> [EXTRAIT CHOISI]
::::

Je suis une lectrice compulsive mais désordonnée au possible. Résultat: mes acquis de lecture finissent souvent vagues (tel livre m'a plu mais quant à me souvenir pourquoi...) et, par peur d'une déception quand j'en garde un bon souvenir, par flemme quand ce n'est pas le cas, j'ose rarement les relire...

Or, le but de la lecture, c'est autant ce qui reste, la "substantifique moelle" de Thoreau, que l'ouverture du moment même, l'évasion qu'offre l'oeuvre. Il y a aussi une finalité. Un livre nous emmène vers d'autres horizons, mais il nous montre des chemins plus lointains encore à parcourir nous-mêmes. C'est sans doute cela qu'il faudrait retenir pour progresser par la littérature, trouver des parallèles, concrétiser les mots pour avancer dans la vie.

Je vais donc compter sur la rubrique "lectures" du forum pour tenter d'acquérir un peu plus de méthode (ènième résolution! Rolling Eyes )

Première "chronique littéraire", donc, un roman singulier s'il en est.

Pour expliquer le style très scolaire de l'analyse en question, il s'agit justement d'une fiche de lecture (1ère Littéraire).


Marguerite Duras,
« Moderato Cantabile »

Thèmes choisis : Tout d’abord l’intrigue, en l’apparence banale, qui s’insinue au fil des pages pour échapper aux apparences. Puis le style, remarquable de retenue suggestive, qui souligne l’ambiguïté de la structure. Ensuite le gouffre qui apparaît entre la mère et son enfant suivi de la relation étrange qui lie peu à peu Anne Desbaresdes à Chauvin. Enfin, quelques impressions générales.

Ce roman de Marguerite Duras pourrait de par son style s’apparenter à un essai. Sous son apparente superficialité, la profondeur intime qu’il donne aux personnages est une des caractéristiques d’un mouvement littéraire inédit (nous sommes en 1958) représenté par des écrivains singuliers : le Nouveau Roman.

Tout commence par un cours de piano subitement interrompu par un crime passionnel. Anne Desbaresdes, inquiète, découvre au café d’en-dessous un homme ensanglanté au regard fou qui embrasse éperdument une jeune morte.
Le lendemain, Anne retourne, troublée, sur les lieux du drame.
En l’apparence, le scénario n’a rien d’exceptionnel. Un drame sur fond d’intrigue criminelle ? Non, peu à peu se mélangent fantasmes et réalités pour constituer une trame troublante, une litanie ordinaire et sans réponse.

::::

> [DONNÉES EXTRAITES]
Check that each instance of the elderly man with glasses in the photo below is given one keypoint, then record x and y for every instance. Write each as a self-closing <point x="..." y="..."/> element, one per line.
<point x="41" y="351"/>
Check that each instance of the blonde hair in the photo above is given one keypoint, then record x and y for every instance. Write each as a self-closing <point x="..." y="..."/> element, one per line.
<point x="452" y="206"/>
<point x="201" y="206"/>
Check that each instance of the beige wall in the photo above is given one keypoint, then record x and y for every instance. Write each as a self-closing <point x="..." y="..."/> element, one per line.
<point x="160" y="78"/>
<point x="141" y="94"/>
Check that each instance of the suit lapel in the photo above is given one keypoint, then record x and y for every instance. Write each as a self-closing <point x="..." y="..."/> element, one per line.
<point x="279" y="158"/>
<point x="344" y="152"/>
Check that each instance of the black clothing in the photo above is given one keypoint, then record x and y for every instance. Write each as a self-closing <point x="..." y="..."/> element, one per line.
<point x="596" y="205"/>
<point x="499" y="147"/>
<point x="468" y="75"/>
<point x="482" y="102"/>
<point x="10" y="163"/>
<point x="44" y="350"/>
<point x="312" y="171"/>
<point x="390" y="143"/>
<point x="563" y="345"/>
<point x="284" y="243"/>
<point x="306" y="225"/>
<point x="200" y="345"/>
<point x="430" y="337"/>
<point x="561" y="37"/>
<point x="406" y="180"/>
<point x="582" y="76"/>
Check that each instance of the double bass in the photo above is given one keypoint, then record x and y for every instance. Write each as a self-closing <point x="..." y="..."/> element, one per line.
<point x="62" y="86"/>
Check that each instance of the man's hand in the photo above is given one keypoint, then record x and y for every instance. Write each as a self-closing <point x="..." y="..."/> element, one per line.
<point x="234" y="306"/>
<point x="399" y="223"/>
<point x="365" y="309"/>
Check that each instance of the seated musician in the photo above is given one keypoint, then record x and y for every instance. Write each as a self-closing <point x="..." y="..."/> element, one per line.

::::

> [CONSIGNE] Reprenez la fiche de lecture sur « Moderato Cantabile » et poursuivez-la à partir de sa dernière phrase. Les enregistrements sont issus d'une autre source.

> [RÉPONSE]
Au café, Anne fait la connaissance d’un autre témoin, Chauvin, qui se trouve être avoir été l’un des employés de son mari, riche propriétaire industriel. Soirs après soirs, ils se retrouvent dans ce même café et, le vin aidant, s’interrogent mutuellement sur cette passion destructrice. Ils inventent une vie à ces deux inconnus et peu à peu, Anne, malgré son état de confusion, se met à désirer Chauvin. Sans doute que lui aussi. Leurs tentatives de garder leurs distances sont ambigües. Ils se prennent au jeu jusqu’à s’identifier d’abord à leur insu aux deux protagonistes de cet amour mortifère. Lors d’un dîner « forcé », elle n’aura de cesse de le retrouver et lui de l’attendre. Ils se retrouveront. Leurs lèvres se frôleront un instant, dans un instant hors du temps, marqué par l’abandon total de la vie, et tous les deux retourneront chacun de leur côté à leur anonymat. Ils se quittent d’un commun accord, bouleversés.

Cette intrigue finalement très fine puisqu’un drame menace de se renouveler à l’insu d’Anne et de Chauvin sur la piste d’une vérité qui ne leur appartient pas (ou pas encore ?), est servie par un style étonnant, tout en non-dits, en suggestions et en sous-entendus. A la fin du récit, rien n’est élucidé. Marguerite Duras laisse au lecteur le soin d’imaginer et d’interpréter une histoire dont elle n’esquisse que la trame. Il ne se passe explicitement presque rien. Les soirs se suivent et se ressemblent, lentement, avec quelques accès soudains de désespoir vite étouffés par l’épaisseur du quotidien. Tout est contenu dans l’ambiance et dans le ressenti. Le récit est au passé simple, sans fioriture ni détails superflus. La lecture achevée laisse une impression étrange : difficile de savoir que penser de cet étrange ballet rendu volontairement lointain par le minimalisme de l’auteure : la mère, l’enfant, l’inconnu, le café, la sonatine de Diabelli comme un laïc-motif. L’histoire d’Anne Desbaresdes nous apparaît comme dans un songe, bercé par le roulis des flots et une routine oppressante.

Etrangement, les personnages de ce roman sont d’autant plus complexes qu’on ne sait presque rien d’eux. Anne Desbaresdes est l’épouse d’un riche propriétaire industriel, donc une bourgeoise. Elle est quelquefois invitée à des dîners de « haute société » si l’on peut dire. Elle a un petit garçon « difficile » (surtout récalcitrant à apprendre le piano), elle semble heureuse. C’est une mère aimante et protectrice.
Sa vie bascule avec ce cri. Dans sa volonté de justifier la fin tragique de l’amour passionnel dont elle n’a saisi que les derniers instants, Anne, sans s’en rendre compte, creuse au plus profond d’elle-même. Peu à peu, « prisonnière » de l’alcool, de l’incertitude et de ses rencontres avec Chauvin, elle s’éloigne de son enfant. Déstabilisée, aspirée par sa quête de vérité comme dans un « jeu » dangereux, noyée dans ses fantasmes, Anne dérive. Un mur d’incompréhension se dresse désormais entre elle et la candeur de son enfant. Il n’assiste pas à ses discussions au café, il joue. Il ne peut pas comprendre.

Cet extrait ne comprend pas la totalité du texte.